● Textauszug:
# # # # # # #

Investigativjournalistin

Die 35-Jährige, die hierzulande durch ihren im Residenz Verlag auf Deutsch erschienenen Roman "Biografie eines zufälligen Wunders" bekannt wurde, war in ihrem Heimatland Ukraine u.a. als Investigativjournalistin tätig. Und hat alleine davon einiges zu erzählen.

"Damals musste ich vor allem mit irgendwelchen Arschlöchern und Verbrechern reden. Manchmal war das richtig gefährlich", erinnert sich die in Iwano-Frankiwsk Geborene an ihre Zeit als Fernsehjournalistin in Kiew. Bei einer Reportage über illegalen Kohleabbau in Donezk etwa sei sie mit einer Kugelschreiber-Kamera für ihren Kameramann eingesprungen, der gekniffen habe. "Da hatte ich wirklich weiche Knie", sagt Maljartschuk.

Wer so etwas erlebt hat, den kann ein Antreten beim Wettlesen um den Bachmann-Preis nicht erschüttern. "Ich habe mir zwei Dinge vorgenommen: zu gewinnen und zu genießen", meint die Autorin  im Vorfeld im APA-Interview - was ihr nun auch tatsächlich gelungen ist. Ihr Roman "Vergessenheit" wird im Frühjahr 2019 bei Kiepenheuer & Witsch herauskommen. Sie erzählt darin von einem polnischen Philosophen und Politiker, der 1918 nach Wien gekommen war, um für den jungen ukrainischen Staat erster Botschafter in Österreich zu werden, und 1933 in der Steiermark gestorben ist.  2016 wurde der Roman in der Ukraine von BBC zum Buch des Jahres gekürt. Das Buch ist, wie auch die "Biografie eines zufälligen Wunders", in Österreich entstanden. "Erst in Österreich habe ich angefangen, Romane zu schreiben."

# # # # # # #

● Bereitgestelltes Material:
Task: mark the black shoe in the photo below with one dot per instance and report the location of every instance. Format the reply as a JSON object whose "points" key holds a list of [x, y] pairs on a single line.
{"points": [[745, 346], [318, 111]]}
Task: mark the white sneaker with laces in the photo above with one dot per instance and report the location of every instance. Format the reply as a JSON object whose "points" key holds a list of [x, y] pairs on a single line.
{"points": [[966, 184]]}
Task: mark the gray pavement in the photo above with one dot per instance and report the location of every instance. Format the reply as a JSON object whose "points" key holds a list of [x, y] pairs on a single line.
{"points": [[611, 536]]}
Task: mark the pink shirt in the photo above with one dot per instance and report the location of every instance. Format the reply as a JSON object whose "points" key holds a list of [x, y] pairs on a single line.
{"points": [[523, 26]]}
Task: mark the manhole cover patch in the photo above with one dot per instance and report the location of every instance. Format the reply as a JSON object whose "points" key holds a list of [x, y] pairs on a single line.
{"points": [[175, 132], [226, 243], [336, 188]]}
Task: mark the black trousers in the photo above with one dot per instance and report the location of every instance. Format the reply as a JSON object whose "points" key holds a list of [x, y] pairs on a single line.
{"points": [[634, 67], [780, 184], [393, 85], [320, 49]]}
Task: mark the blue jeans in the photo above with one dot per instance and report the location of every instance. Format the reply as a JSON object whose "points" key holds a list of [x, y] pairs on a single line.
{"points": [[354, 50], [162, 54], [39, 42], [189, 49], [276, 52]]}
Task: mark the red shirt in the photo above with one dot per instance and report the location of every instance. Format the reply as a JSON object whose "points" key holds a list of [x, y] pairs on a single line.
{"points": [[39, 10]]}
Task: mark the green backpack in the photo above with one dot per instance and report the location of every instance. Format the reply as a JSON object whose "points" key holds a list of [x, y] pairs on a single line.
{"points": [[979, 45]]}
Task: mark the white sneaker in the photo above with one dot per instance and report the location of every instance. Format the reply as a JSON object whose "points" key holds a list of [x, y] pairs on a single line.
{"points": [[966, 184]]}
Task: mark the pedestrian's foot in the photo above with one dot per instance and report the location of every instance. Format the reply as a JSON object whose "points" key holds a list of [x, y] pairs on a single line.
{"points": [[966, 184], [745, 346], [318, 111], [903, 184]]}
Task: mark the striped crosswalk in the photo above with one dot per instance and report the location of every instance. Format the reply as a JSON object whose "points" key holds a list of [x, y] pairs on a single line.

# # # # # # #

● Arbeitsaufträge:
1. Erläutern Sie anhand des Textauszugs, warum Maljartschuk bei der Reportage über illegalen Kohleabbau in Donezk selbst die Kugelschreiber-Kamera bediente.
2. Fassen Sie den Absatz des Textauszugs, der mit „"Damals musste ich vor allem" beginnt, als Stichpunktliste zusammen, ohne die wesentlichen Fakten wegzulassen.
3. Beantworten Sie die folgenden Fragen zum Textauszug:
(a) In welchem Verlag ist „Biografie eines zufälligen Wunders“ auf Deutsch erschienen?
(b) Wann und bei welchem Verlag soll „Vergessenheit“ herauskommen?
(c) In welchem Jahr und wo ist der polnische Philosoph und Politiker gestorben, von dem „Vergessenheit“ erzählt?

● Lösungen:
1. Ihr Kameramann hatte gekniffen. Deshalb sprang sie mit der Kugelschreiber-Kamera für ihn ein.

2.
- Maljartschuk, geboren in Iwano-Frankiwsk, war Fernsehjournalistin in Kiew.
- Damals musste sie vor allem mit „Arschlöchern und Verbrechern“ reden, was manchmal richtig gefährlich war.
- Bei einer Reportage über illegalen Kohleabbau in Donezk sprang sie mit einer Kugelschreiber-Kamera für ihren Kameramann ein, der gekniffen hatte.
- Dabei hatte sie nach eigener Aussage „wirklich weiche Knie“.

3.
(a) Im Residenz Verlag.
(b) Im Frühjahr 2019 bei Kiepenheuer & Witsch.
(c) 1933 in der Steiermark.